## Text extract
Once upon a time a girl with moonlight in her eyes // Put her hand in mine and said she loved me so // But that was once upon a time very long ago
Of course, there’s no explicit confession of love in Hyouka‘s finale. Instead, there are quiet moments of understanding, fascination, admiration, and affection that grow until they become sweeping and huge and romantic—but no less understated for it all. The mystical grows out of the mundane. But, to get there, one must take a step forward.
The Oreki Houtarou of Hyouka‘s premiere was such a person who would not such a step, so it’s striking to note how quickly he agrees to Chitanda’s request to hold an umbrella for her. On the surface, it’s a simple request, but it’s also notable in how “dramatically” (remember, this is also a mundanity, the mundanity of established relationship) it differs from the other things she’s asked Oreki to do for her. This is not a mystery. This is not something that only Oreki can do. But she asks him nonetheless, because she can and because they’re friends and because she wants to show him something more of herself. It’s a request from one friend to another, or maybe from one person to someone who’s a little more than a friend. 
And, again, Oreki agrees without hesitation. He doesn’t grumble, he doesn’t drag his feet, and he doesn’t snark. He just says, “Okay, I’ll do it.” Who is this Oreki? He’s not the boy we knew at the start of this story—he’s different. He’s changed. Later on in the episode Oreki panics over his energy conservation policy being shattered, but it’s too late—he is already doing something for someone else. He has already violated his principles Whether he knows it or not, a rose-colored life is waiting for him, right?

## To be done
A – Duplicate the part of the Hyouka passage that opens with the words containing "Once upon a time a" and closes with "a step forward.".
B – Translate this sentence from the Hyouka passage into Spanish: "The mystical grows out of the mundane."
Rely only on the Hyouka passage for what follows.

## Items

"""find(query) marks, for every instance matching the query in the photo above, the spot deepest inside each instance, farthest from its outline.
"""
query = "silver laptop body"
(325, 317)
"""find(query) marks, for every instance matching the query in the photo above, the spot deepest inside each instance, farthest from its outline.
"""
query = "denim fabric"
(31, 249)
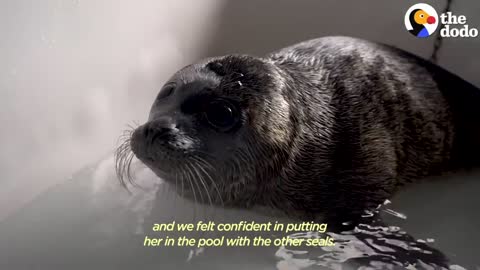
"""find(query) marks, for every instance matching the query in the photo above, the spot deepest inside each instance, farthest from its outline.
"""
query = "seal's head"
(218, 130)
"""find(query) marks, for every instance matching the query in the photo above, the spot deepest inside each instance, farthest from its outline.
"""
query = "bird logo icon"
(421, 20)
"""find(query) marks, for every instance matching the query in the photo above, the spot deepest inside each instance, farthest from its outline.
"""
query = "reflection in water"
(90, 221)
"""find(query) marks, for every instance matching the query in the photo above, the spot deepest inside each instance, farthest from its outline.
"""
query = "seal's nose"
(146, 135)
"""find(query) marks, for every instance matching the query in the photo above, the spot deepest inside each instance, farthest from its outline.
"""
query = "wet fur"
(330, 127)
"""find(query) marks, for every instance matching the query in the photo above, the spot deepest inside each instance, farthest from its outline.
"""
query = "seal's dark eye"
(221, 115)
(166, 91)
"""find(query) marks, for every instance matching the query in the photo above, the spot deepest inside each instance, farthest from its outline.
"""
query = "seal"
(327, 127)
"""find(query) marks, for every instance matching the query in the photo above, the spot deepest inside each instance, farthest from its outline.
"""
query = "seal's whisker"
(202, 181)
(193, 190)
(206, 164)
(191, 170)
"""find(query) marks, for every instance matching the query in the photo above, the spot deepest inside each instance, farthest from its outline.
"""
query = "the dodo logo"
(421, 20)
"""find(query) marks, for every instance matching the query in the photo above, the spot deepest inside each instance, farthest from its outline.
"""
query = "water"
(90, 222)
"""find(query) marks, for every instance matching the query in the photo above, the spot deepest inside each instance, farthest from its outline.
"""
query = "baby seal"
(327, 127)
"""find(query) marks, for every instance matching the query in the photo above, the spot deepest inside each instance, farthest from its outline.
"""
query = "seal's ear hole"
(221, 115)
(166, 90)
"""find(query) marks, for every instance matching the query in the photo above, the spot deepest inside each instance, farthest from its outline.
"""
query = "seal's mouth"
(168, 153)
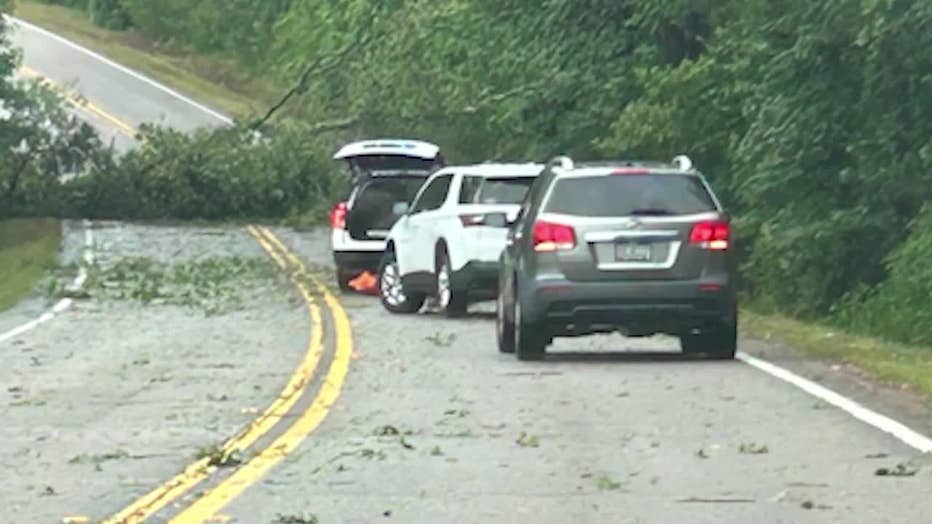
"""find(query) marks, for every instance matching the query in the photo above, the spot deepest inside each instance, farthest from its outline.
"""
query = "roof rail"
(564, 162)
(683, 163)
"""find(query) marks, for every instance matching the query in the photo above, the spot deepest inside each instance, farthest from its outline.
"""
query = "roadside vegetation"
(813, 120)
(28, 251)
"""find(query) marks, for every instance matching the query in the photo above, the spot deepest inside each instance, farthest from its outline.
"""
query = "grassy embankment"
(212, 79)
(28, 251)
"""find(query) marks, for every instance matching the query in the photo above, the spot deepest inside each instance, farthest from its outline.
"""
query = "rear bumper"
(477, 277)
(358, 261)
(355, 255)
(660, 306)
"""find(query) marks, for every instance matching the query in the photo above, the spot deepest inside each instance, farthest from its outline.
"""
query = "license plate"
(633, 252)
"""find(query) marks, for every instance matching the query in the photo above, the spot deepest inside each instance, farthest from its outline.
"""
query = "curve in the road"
(874, 419)
(159, 498)
(64, 304)
(123, 69)
(214, 500)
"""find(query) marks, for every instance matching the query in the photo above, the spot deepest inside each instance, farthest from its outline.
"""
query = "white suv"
(383, 173)
(447, 244)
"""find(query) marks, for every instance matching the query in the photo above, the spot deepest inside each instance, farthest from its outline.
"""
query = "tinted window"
(383, 163)
(503, 190)
(434, 195)
(372, 206)
(469, 189)
(622, 195)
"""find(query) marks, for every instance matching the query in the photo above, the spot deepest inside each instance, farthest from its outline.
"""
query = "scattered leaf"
(753, 449)
(303, 518)
(608, 484)
(387, 431)
(528, 441)
(900, 470)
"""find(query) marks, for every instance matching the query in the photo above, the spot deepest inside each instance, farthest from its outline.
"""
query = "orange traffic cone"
(365, 283)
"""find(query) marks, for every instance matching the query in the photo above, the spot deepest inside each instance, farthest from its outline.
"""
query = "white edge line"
(881, 422)
(64, 304)
(138, 76)
(872, 418)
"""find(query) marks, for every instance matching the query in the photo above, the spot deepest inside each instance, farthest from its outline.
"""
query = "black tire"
(395, 299)
(718, 343)
(504, 326)
(530, 339)
(343, 278)
(457, 302)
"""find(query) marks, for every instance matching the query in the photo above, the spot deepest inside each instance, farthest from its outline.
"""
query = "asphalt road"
(113, 398)
(120, 92)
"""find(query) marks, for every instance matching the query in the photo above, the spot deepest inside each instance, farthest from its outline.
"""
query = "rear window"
(626, 195)
(383, 193)
(480, 190)
(375, 164)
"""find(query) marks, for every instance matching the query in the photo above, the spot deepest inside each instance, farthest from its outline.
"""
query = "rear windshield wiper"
(652, 212)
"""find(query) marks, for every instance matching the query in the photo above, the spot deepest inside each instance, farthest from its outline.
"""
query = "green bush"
(109, 14)
(899, 308)
(216, 175)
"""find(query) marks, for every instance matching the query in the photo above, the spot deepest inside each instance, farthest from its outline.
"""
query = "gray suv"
(637, 247)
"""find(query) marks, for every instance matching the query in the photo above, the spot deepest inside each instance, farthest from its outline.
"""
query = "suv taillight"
(473, 220)
(713, 235)
(338, 216)
(553, 237)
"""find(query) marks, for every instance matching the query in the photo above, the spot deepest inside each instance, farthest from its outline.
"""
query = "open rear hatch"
(384, 172)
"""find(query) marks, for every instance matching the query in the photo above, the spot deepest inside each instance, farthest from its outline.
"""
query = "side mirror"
(496, 220)
(400, 208)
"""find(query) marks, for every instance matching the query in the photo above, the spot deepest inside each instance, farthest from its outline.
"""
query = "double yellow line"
(201, 470)
(218, 497)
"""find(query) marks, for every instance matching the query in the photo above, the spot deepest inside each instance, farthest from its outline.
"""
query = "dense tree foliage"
(41, 143)
(813, 119)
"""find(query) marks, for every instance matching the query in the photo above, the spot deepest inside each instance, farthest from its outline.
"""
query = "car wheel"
(391, 290)
(530, 341)
(504, 327)
(718, 343)
(343, 278)
(452, 302)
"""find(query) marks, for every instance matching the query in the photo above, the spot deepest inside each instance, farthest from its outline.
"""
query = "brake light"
(713, 235)
(472, 220)
(338, 216)
(553, 237)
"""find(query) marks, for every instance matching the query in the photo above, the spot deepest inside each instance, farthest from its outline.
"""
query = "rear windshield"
(480, 190)
(372, 206)
(379, 164)
(626, 195)
(385, 192)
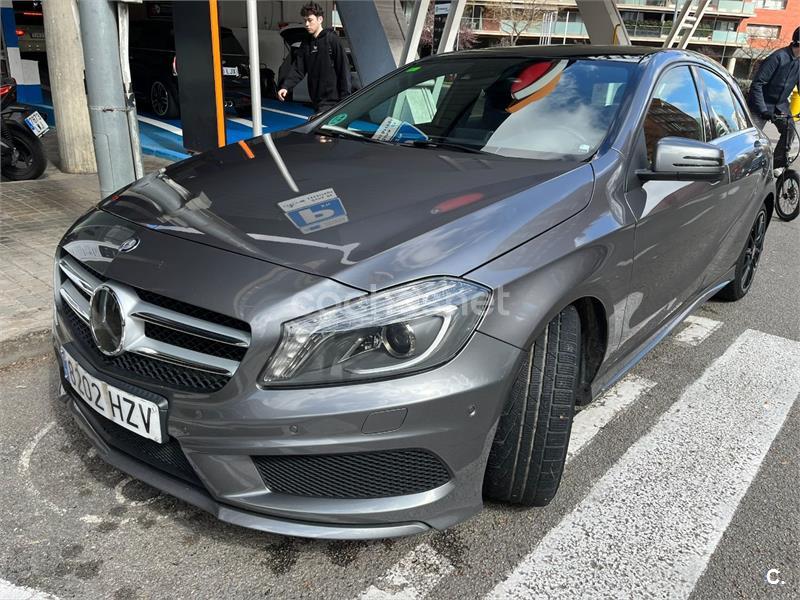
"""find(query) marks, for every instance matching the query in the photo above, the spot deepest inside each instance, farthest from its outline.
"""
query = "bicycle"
(787, 184)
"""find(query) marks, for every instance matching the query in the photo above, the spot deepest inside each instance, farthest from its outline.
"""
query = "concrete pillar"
(65, 64)
(108, 108)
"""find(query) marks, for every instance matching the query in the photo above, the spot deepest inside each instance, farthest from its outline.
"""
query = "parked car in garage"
(154, 68)
(363, 327)
(29, 21)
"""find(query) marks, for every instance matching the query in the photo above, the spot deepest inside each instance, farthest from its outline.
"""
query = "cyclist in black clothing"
(323, 59)
(769, 93)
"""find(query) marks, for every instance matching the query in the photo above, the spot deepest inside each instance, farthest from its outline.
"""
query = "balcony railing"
(726, 6)
(638, 29)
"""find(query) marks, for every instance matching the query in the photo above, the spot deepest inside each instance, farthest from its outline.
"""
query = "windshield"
(511, 106)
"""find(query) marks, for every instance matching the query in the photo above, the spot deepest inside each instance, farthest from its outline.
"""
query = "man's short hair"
(312, 8)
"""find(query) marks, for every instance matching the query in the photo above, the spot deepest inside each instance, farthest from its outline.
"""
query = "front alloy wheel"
(748, 261)
(162, 101)
(787, 207)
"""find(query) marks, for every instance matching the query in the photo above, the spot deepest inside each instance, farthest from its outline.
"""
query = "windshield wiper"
(334, 131)
(433, 143)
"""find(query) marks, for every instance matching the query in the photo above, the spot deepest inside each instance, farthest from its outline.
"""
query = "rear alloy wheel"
(162, 100)
(787, 206)
(530, 445)
(747, 265)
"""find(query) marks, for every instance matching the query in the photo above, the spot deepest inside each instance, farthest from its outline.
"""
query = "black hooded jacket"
(776, 78)
(324, 60)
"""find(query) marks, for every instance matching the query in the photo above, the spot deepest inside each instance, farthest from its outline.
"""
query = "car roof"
(562, 51)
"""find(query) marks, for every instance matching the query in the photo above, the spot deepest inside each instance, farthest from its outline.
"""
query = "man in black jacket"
(322, 58)
(769, 93)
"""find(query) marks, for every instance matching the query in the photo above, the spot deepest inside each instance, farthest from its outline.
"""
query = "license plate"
(37, 124)
(131, 412)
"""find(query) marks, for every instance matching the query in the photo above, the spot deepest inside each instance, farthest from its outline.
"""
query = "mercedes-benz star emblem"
(107, 321)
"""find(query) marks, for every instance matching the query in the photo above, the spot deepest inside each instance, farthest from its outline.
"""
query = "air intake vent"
(365, 475)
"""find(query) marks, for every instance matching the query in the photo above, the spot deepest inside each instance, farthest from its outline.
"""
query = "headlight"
(409, 328)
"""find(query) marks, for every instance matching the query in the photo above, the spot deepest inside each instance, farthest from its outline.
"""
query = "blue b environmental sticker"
(315, 211)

## Task-by-task solutions
A –
Once upon a time a girl with moonlight in her eyes // Put her hand in mine and said she loved me so // But that was once upon a time very long ago
Of course, there’s no explicit confession of love in Hyouka‘s finale. Instead, there are quiet moments of understanding, fascination, admiration, and affection that grow until they become sweeping and huge and romantic—but no less understated for it all. The mystical grows out of the mundane. But, to get there, one must take a step forward.

B – Lo místico surge de lo mundano.